For me, the most important book-as-object from my childhood is Charlotte’s Web, the first book I mail-ordered after joining a book club. I still remember my thrill at seeing the mailman show up with it at our front door on a sunny Saturday morning. It had a crisp paper jacket, unlike the plastic-covered library books I was used to, and the way the pages parted, I could tell I was the first to open it. For several days I lived in Wilbur’s world, and the only thing as sad as Charlotte’s death, maybe even sadder, was that I had come to the end of the book. I valued that half-dream state of being lost in a book so much that I limited the number of pages I let myself read each day in order to put off the inevitable end, my banishment from that world. I still do this. It doesn’t make sense, though, because the pleasure of that world does not really end for good. You can always start over on page one—and you can remember. Whenever I have spotted my old Charlotte’s Web (on my son’s shelf, then my daughter’s), I have recalled how it came to me. It’s a personal record of one chapter of my life, just as other chapters have other books I associate with them. The pattern continues; my daughter returned from camp last summer with her copy of Motherless Brooklyn in a state approaching ruin. She told me she’d dropped it into a creek, but couldn’t bear to leave it behind, even after she’d finished it. This book’s body is inextricably linked to her experience of reading it. I hope that she continues to hold on to it, because as long as she does, its wavy, expanded pages will remind her of the hot day she read it with her feet in the water—and of the fourteen-year-old she was at the time. A book is much more than a delivery vehicle for its contents, and from my perspective, this fair was a concentrated celebration of that fact.
##############################
=== The request ===
Answer these questions using the text about childhood books.
1. Which book did the writer first mail-order after joining a book club?
2. What did the writer do to put off reaching the end of a book?
3. What did the writer's daughter say happened to her copy of Motherless Brooklyn at camp?
##############################
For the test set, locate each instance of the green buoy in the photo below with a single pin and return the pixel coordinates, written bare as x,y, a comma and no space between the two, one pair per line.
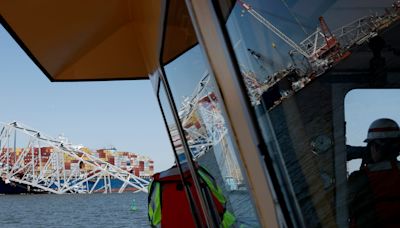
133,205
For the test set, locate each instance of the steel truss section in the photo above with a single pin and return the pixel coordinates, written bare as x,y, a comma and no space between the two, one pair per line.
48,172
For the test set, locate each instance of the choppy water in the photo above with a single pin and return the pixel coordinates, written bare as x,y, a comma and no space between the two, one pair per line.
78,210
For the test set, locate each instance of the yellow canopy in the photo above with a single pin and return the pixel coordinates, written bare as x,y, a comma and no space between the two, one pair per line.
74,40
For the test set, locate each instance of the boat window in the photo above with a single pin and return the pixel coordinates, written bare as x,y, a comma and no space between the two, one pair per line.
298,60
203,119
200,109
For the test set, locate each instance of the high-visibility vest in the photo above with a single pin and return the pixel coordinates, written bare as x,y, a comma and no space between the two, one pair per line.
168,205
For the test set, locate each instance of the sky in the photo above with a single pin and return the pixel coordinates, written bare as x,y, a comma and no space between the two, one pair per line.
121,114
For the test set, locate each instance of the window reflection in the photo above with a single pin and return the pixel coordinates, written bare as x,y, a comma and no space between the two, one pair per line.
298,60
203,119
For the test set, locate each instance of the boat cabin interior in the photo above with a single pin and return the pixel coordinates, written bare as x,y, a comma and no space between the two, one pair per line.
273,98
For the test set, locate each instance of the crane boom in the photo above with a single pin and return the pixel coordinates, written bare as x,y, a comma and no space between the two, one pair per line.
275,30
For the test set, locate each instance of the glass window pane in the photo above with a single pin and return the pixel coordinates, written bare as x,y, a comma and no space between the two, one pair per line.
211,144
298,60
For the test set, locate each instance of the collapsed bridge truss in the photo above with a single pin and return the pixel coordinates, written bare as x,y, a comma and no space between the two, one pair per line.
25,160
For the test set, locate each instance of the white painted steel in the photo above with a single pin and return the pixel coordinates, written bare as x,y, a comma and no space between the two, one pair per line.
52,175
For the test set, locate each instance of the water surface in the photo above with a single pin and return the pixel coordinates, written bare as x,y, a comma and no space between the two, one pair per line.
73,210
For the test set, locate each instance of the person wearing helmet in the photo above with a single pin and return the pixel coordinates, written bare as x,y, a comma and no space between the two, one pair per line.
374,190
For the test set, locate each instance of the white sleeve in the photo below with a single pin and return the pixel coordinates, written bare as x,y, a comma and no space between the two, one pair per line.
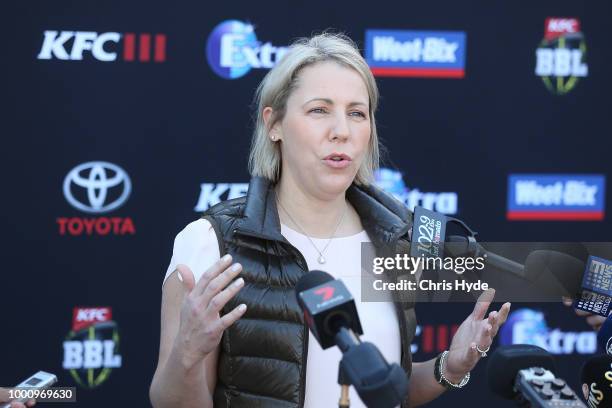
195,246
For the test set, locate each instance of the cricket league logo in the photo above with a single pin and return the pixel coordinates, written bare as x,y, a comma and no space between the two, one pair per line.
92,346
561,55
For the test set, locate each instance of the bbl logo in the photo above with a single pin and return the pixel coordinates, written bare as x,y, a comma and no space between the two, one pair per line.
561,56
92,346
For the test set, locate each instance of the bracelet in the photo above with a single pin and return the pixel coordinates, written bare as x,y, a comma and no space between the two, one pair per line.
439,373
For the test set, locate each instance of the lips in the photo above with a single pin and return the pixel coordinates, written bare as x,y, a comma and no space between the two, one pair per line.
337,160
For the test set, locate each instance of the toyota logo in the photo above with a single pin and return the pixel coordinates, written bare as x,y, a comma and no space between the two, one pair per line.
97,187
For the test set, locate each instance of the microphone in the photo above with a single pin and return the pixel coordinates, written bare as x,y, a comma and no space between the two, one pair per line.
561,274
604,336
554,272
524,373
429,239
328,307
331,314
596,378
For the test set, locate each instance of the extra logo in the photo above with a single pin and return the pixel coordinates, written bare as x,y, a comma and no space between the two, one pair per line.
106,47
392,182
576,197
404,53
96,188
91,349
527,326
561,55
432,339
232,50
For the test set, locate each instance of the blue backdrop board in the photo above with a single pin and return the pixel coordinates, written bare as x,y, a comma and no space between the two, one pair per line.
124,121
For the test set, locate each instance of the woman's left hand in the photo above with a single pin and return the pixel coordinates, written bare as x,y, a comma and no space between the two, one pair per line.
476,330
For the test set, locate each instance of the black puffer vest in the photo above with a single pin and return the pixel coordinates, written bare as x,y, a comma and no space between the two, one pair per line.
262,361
##############################
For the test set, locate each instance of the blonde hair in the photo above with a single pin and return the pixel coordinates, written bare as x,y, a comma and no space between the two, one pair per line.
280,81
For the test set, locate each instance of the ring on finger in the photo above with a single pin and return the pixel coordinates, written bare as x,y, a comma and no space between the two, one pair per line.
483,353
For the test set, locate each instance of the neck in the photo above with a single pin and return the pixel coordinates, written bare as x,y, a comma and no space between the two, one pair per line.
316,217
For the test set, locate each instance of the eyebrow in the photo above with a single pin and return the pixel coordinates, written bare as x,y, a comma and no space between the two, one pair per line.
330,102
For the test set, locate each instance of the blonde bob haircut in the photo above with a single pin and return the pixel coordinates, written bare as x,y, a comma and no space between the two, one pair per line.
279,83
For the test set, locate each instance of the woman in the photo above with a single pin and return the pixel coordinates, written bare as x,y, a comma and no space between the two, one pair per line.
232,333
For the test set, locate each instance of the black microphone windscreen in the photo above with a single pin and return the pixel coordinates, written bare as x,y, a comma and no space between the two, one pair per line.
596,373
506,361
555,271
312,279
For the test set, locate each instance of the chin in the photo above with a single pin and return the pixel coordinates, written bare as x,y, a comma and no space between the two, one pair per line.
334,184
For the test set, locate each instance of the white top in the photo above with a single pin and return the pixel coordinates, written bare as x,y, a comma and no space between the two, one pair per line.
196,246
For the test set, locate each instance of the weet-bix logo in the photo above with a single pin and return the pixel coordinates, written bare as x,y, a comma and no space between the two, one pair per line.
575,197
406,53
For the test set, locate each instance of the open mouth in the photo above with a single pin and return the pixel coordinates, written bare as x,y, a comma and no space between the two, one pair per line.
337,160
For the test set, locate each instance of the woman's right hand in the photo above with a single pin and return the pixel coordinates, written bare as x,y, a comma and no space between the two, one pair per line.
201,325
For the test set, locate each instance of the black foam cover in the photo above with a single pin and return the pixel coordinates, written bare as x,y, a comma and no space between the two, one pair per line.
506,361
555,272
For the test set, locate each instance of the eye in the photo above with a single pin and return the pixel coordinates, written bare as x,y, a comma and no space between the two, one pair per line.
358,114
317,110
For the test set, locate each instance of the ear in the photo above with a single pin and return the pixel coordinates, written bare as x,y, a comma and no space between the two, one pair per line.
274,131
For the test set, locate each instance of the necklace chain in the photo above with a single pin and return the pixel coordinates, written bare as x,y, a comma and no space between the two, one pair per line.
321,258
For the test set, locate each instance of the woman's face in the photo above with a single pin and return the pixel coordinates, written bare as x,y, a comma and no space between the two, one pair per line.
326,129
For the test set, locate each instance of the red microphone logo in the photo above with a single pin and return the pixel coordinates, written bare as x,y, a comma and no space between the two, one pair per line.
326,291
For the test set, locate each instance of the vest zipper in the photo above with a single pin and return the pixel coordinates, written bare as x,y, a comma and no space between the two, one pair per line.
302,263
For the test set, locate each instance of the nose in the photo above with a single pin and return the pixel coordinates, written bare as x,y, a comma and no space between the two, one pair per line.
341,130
##############################
=== Exercise result ===
1. Charlotte's Web.
2. The writer limited the number of pages read each day.
3. She dropped it into a creek.